_Goal_
Rewrite the part of the data that opens with the line containing "of the watchtower" and closes at the end of the data. Replace "pink-tinged blossom" with "pale pink blossom", leave everything else unchanged, and omit the pictures.

* begin Material provided *

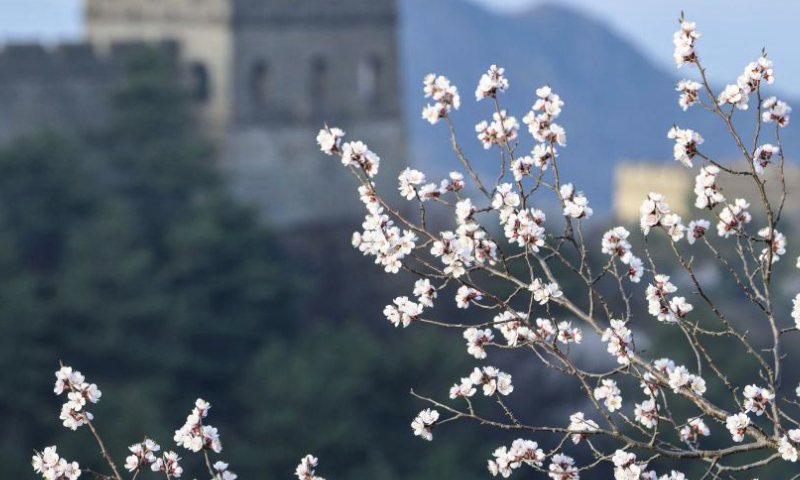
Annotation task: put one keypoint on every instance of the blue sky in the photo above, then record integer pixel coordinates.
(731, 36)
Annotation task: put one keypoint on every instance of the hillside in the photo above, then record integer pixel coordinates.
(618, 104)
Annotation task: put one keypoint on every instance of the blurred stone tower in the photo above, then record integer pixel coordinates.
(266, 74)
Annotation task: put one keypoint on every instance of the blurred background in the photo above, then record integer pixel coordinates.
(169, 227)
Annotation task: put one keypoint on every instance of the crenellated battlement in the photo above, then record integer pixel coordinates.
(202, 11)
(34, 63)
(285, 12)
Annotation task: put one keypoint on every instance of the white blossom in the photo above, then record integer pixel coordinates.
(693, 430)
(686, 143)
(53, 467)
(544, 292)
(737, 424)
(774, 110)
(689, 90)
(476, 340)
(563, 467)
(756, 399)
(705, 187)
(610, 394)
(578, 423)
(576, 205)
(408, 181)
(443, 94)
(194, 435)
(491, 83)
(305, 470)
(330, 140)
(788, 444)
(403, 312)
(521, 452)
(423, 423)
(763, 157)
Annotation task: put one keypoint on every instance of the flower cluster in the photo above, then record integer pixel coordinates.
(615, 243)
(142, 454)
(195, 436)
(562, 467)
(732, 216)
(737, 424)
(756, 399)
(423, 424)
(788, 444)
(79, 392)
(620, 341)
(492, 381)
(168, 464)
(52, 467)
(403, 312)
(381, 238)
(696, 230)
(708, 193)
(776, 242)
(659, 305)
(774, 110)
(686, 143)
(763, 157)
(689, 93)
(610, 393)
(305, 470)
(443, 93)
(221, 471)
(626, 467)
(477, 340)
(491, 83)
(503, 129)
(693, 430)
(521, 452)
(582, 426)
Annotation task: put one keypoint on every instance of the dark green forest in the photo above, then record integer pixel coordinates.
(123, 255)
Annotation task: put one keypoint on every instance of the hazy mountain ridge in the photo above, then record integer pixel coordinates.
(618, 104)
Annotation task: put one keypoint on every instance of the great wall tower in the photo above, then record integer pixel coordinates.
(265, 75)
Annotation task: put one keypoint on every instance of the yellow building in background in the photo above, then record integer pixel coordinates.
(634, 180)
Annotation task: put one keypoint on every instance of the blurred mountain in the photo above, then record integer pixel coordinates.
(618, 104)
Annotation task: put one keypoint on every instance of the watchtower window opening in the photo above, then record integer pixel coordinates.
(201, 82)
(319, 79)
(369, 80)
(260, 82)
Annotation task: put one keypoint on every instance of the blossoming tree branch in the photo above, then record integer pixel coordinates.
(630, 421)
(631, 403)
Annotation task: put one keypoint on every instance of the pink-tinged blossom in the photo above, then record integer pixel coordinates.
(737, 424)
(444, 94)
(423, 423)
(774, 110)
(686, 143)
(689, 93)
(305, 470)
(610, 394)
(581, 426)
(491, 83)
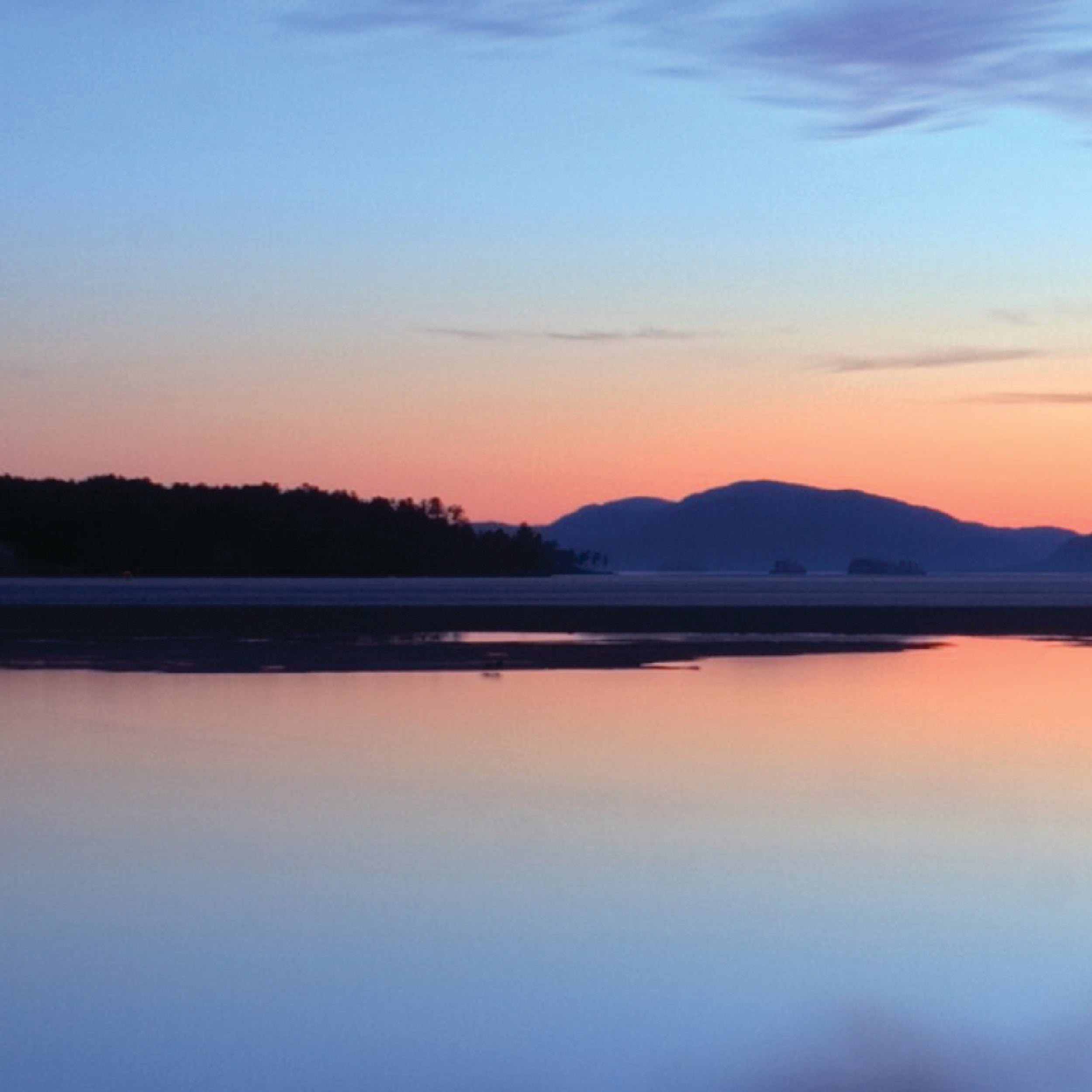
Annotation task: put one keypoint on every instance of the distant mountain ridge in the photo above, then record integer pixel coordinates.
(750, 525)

* end Material provided *

_Result of this task_
Annotation task: put one keypoint on every instance of the watchtower window opening in the photo above, then record integer pixel coordinates.
(201, 82)
(319, 79)
(369, 80)
(260, 82)
Annotation task: put one keypoint on every instance of the blossoming tree branch in the photo above, then record integer pixel coordinates.
(630, 421)
(631, 403)
Annotation task: put one keypoint on every instance of the pale pink blossom in the photo above, then record integer pixel coordinates.
(737, 424)
(444, 94)
(423, 423)
(774, 110)
(686, 143)
(689, 93)
(305, 470)
(610, 394)
(581, 426)
(491, 83)
Annotation task: put one keypoint on every instance of the distant mountain ridge in the photo above, then record integer pixel coordinates.
(750, 525)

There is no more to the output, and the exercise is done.